* Task statement
Copy everything from the line containing "Report the position of each instance of the elbow" down to the line containing "[[312, 221]]", keeping both of those lines and changing nothing.

[Records contained in a dataset]

========

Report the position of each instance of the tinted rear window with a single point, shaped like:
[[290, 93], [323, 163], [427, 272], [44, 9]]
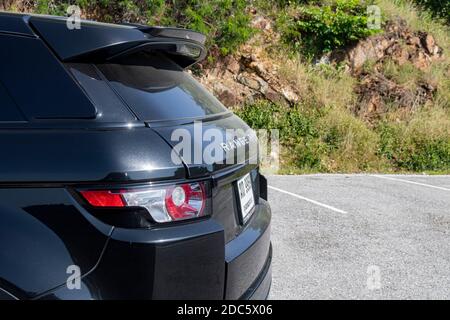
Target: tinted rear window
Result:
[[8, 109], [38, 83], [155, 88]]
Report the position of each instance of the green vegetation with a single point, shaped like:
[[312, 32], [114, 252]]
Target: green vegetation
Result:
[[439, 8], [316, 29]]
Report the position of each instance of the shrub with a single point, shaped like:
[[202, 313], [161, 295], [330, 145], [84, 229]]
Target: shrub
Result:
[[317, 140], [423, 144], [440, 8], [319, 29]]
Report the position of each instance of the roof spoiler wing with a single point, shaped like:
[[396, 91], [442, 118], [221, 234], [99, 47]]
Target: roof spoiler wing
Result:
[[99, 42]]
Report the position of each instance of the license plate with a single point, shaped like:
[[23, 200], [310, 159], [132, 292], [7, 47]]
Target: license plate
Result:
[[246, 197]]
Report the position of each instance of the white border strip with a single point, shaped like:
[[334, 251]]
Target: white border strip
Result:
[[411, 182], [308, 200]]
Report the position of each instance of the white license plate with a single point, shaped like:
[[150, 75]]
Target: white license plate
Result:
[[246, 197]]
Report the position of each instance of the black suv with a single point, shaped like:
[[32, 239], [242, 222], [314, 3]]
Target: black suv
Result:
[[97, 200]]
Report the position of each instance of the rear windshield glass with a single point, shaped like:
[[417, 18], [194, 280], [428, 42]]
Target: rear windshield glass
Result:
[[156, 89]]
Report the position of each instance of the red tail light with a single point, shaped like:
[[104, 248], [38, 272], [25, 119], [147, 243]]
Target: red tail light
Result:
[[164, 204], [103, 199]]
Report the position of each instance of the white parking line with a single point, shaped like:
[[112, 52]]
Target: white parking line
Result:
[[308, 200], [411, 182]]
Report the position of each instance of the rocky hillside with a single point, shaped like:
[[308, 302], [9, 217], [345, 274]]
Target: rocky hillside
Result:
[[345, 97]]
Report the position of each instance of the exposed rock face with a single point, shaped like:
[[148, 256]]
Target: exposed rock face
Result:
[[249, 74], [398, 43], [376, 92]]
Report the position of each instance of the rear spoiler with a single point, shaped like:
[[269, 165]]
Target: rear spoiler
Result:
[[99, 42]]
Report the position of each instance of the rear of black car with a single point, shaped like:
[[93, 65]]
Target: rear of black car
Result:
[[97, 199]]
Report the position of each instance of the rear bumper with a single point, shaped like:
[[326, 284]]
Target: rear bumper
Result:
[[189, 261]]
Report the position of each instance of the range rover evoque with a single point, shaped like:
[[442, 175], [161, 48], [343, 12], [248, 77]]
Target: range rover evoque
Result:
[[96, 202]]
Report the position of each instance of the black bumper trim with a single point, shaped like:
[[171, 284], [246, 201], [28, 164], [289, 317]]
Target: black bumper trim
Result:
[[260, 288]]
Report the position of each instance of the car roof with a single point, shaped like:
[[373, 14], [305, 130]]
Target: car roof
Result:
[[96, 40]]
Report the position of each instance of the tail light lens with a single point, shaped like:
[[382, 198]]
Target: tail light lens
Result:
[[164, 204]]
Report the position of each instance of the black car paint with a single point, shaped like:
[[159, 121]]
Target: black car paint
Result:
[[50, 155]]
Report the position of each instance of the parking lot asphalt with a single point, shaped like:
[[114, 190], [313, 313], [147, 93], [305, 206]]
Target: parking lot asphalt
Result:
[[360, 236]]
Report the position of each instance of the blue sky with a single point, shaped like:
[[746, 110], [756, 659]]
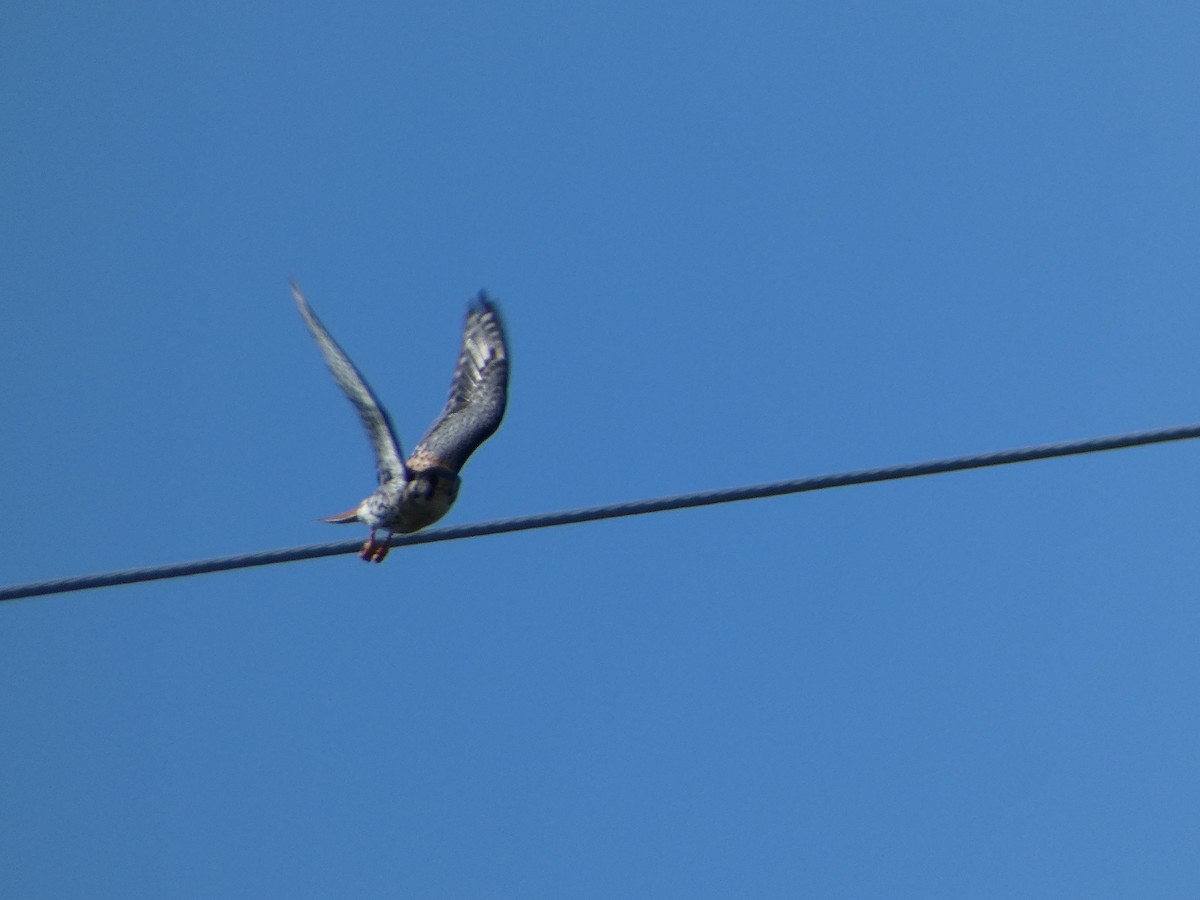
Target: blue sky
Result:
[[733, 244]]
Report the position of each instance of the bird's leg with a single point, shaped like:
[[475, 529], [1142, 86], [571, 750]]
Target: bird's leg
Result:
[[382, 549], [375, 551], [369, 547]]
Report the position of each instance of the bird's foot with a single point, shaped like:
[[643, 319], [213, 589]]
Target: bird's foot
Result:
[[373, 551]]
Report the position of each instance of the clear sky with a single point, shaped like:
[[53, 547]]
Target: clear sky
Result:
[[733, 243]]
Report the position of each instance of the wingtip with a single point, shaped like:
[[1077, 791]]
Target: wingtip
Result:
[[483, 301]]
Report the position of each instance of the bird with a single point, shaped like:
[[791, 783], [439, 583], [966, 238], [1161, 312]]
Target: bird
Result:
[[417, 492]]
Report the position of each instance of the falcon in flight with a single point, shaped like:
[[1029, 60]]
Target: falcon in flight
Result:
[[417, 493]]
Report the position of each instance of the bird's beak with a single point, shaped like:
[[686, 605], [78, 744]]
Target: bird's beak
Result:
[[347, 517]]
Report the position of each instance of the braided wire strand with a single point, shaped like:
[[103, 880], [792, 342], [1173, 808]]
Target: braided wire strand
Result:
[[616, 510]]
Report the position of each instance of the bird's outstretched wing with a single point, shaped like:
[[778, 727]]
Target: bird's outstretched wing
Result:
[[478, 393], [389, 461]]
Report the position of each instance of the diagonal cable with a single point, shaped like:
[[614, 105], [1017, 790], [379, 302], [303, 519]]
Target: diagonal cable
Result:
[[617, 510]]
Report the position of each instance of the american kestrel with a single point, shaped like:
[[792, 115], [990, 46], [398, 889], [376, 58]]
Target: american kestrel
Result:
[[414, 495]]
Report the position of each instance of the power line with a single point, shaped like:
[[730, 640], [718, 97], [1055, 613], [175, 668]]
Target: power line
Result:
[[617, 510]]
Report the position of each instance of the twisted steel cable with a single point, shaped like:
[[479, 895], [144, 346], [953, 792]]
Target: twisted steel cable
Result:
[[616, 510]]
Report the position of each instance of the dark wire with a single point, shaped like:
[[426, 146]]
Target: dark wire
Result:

========

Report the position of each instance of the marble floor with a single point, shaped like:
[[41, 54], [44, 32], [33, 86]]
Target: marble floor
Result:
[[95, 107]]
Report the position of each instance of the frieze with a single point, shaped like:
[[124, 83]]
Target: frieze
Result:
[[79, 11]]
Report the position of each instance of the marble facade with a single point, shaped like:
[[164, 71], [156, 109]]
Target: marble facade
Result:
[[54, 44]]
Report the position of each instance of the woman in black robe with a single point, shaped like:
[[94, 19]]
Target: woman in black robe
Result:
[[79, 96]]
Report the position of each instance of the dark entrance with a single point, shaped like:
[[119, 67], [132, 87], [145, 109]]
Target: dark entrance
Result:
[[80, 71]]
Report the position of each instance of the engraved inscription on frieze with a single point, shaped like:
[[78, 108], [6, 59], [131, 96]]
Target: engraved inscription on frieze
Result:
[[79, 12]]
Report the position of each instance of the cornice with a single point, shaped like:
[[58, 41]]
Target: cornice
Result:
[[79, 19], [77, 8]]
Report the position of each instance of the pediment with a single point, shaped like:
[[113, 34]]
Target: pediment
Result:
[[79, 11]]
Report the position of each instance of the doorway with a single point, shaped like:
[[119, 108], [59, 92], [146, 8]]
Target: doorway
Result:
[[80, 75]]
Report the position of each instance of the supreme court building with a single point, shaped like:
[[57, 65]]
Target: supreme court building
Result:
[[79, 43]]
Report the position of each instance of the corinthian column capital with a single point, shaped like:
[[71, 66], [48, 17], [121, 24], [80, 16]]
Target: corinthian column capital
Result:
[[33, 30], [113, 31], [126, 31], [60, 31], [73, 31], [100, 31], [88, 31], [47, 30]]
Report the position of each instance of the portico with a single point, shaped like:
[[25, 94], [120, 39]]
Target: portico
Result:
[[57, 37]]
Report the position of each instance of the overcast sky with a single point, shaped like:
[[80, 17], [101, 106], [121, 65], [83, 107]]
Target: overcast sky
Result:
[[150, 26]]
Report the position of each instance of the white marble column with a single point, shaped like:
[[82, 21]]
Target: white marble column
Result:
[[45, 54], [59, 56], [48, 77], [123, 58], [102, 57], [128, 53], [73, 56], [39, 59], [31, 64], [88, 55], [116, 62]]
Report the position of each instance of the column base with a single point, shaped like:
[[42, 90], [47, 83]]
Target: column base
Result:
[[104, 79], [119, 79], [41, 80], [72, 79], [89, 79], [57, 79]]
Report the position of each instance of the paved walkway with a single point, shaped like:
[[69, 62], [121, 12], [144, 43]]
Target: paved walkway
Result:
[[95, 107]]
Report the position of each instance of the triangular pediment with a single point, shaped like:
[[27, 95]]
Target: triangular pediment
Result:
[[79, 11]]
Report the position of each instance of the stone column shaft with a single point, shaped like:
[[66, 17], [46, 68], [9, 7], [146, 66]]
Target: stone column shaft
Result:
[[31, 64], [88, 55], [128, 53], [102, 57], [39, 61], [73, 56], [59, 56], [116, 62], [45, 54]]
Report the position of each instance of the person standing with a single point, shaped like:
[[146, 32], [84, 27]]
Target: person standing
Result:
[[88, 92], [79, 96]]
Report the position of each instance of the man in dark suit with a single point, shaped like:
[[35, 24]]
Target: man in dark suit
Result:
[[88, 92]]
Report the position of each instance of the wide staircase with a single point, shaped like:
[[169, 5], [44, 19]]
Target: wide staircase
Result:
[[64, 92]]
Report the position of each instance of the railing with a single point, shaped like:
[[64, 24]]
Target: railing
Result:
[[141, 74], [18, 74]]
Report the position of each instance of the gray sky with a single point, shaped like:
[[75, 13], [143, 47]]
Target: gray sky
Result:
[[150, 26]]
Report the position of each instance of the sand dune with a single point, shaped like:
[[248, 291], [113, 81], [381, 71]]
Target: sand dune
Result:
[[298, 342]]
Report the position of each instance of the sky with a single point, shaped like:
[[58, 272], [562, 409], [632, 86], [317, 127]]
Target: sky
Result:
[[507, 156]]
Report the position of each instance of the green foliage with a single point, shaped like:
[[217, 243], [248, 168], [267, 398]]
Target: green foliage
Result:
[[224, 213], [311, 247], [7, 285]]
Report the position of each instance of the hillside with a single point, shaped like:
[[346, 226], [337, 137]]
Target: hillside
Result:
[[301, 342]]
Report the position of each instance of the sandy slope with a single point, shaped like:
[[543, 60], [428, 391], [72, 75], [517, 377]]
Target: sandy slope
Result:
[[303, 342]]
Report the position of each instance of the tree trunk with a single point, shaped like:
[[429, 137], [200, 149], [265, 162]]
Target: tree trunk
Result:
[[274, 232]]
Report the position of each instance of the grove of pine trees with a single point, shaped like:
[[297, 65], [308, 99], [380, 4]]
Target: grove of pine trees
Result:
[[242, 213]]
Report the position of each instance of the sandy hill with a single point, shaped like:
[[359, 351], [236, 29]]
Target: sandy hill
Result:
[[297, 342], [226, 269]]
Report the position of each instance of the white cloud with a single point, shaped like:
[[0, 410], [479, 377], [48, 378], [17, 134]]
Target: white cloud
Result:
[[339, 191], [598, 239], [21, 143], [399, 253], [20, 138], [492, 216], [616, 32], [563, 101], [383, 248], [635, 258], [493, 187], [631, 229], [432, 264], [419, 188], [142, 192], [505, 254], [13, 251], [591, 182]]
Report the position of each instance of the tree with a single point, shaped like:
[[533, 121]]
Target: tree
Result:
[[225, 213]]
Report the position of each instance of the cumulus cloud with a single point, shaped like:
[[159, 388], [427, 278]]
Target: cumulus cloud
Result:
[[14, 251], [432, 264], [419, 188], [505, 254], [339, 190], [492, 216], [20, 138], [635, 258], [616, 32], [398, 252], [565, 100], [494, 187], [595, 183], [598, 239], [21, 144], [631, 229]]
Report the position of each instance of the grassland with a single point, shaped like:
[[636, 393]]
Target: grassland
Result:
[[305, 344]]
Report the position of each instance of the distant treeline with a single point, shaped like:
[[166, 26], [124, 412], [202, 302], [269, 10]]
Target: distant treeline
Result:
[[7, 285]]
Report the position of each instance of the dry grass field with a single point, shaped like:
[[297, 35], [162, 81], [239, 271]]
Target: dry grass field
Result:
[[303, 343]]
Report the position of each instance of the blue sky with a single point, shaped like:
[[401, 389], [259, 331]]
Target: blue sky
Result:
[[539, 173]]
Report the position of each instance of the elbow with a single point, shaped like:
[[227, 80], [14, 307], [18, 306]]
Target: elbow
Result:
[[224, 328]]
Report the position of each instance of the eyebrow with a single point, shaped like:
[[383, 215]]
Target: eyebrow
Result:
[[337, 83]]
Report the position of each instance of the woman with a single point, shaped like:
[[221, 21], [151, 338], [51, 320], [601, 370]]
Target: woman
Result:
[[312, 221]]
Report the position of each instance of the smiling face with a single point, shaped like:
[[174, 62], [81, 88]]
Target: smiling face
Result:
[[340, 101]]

========

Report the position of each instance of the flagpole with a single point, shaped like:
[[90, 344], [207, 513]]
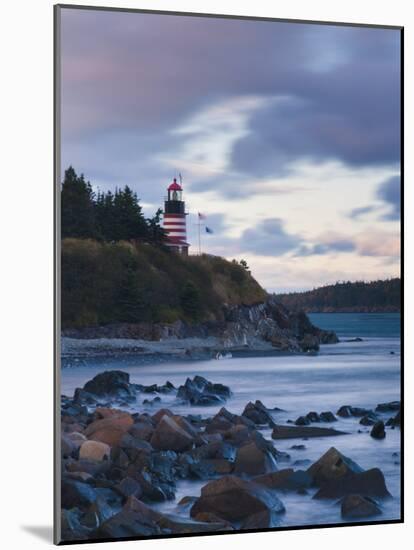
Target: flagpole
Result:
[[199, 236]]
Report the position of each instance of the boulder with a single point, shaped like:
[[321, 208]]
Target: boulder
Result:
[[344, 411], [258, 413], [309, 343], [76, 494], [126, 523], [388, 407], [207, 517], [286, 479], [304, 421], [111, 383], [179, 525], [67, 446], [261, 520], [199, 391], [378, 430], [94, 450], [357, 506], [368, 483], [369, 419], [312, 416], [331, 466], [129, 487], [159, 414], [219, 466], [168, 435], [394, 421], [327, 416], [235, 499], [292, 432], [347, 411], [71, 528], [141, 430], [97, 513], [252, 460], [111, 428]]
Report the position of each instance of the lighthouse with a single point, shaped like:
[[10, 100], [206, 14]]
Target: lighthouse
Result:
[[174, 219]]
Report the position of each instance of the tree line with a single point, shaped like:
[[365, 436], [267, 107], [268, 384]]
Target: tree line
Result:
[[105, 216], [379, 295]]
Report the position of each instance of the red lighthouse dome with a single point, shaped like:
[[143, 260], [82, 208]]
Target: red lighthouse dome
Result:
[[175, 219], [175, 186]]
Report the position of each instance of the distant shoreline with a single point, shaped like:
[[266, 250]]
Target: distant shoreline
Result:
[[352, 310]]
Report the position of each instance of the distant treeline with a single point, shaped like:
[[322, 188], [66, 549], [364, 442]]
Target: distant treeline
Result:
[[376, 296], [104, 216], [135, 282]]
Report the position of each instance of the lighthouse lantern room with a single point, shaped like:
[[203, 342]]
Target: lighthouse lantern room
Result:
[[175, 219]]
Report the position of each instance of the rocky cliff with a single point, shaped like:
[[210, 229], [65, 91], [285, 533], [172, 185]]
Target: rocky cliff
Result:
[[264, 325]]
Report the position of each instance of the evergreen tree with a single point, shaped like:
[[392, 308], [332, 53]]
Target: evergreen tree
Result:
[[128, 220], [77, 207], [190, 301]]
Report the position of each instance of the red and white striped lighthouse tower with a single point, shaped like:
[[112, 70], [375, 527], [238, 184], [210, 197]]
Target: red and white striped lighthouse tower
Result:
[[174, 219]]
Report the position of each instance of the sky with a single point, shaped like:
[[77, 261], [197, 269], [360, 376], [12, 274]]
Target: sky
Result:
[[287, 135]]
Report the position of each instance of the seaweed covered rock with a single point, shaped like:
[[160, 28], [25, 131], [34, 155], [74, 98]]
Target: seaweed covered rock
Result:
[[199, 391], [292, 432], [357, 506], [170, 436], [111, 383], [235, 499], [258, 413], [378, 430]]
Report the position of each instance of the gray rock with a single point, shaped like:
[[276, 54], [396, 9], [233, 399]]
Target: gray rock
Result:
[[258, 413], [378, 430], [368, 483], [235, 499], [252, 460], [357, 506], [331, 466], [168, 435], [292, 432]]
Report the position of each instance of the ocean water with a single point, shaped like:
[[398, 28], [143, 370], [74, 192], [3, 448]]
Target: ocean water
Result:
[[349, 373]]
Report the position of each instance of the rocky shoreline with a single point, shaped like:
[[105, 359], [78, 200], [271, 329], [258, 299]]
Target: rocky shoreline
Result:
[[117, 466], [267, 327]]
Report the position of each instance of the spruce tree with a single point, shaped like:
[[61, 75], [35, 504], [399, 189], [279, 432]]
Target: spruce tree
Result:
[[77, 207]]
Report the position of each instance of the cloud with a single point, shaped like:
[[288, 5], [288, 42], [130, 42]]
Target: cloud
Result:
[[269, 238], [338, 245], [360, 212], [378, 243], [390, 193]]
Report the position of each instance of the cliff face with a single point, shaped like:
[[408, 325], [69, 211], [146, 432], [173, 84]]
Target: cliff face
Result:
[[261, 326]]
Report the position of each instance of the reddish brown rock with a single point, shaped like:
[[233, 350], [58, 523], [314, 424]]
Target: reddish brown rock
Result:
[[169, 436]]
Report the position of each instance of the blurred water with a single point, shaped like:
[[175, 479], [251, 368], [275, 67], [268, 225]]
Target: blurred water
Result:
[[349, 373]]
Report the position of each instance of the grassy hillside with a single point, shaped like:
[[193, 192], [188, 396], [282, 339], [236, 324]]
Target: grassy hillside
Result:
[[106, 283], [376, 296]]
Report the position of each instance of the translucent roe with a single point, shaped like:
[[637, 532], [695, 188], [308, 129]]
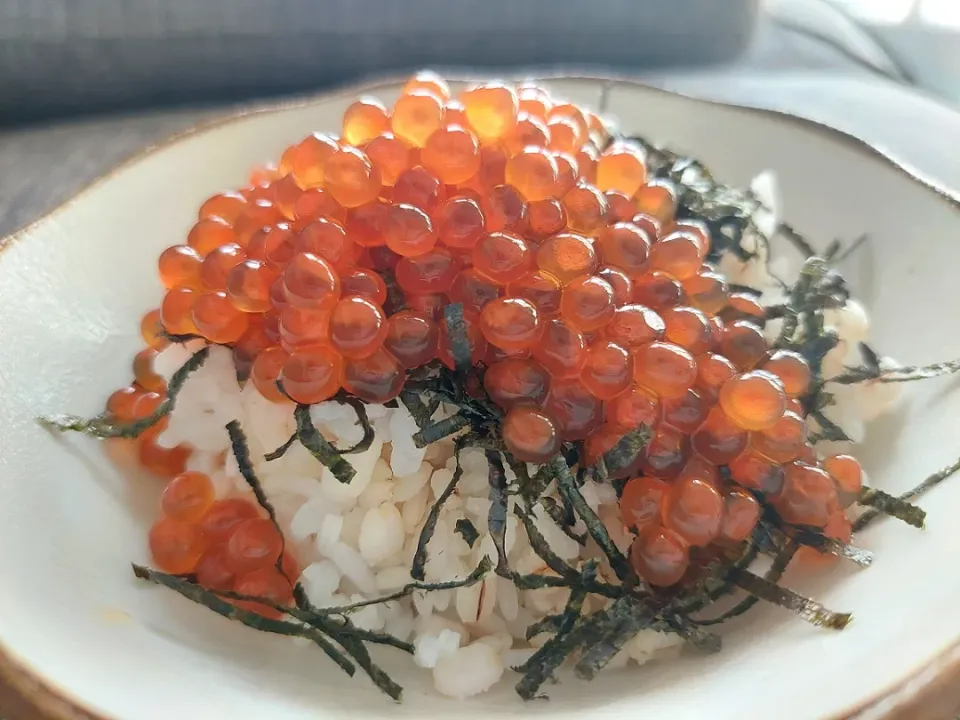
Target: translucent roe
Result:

========

* Task response
Report the position of each instance of the elbow with a single point, shaped like:
[[227, 80], [14, 307], [18, 306]]
Target: elbow
Result:
[[224, 328]]
Report the position of each instance of the eyebrow with a single point, shaped like:
[[383, 215]]
Target: eyebrow
Result:
[[337, 83]]
Report the position of each instance of the woman with a single point, shaped like:
[[221, 21], [151, 338], [51, 320], [601, 370]]
Target: woman
Result:
[[312, 221]]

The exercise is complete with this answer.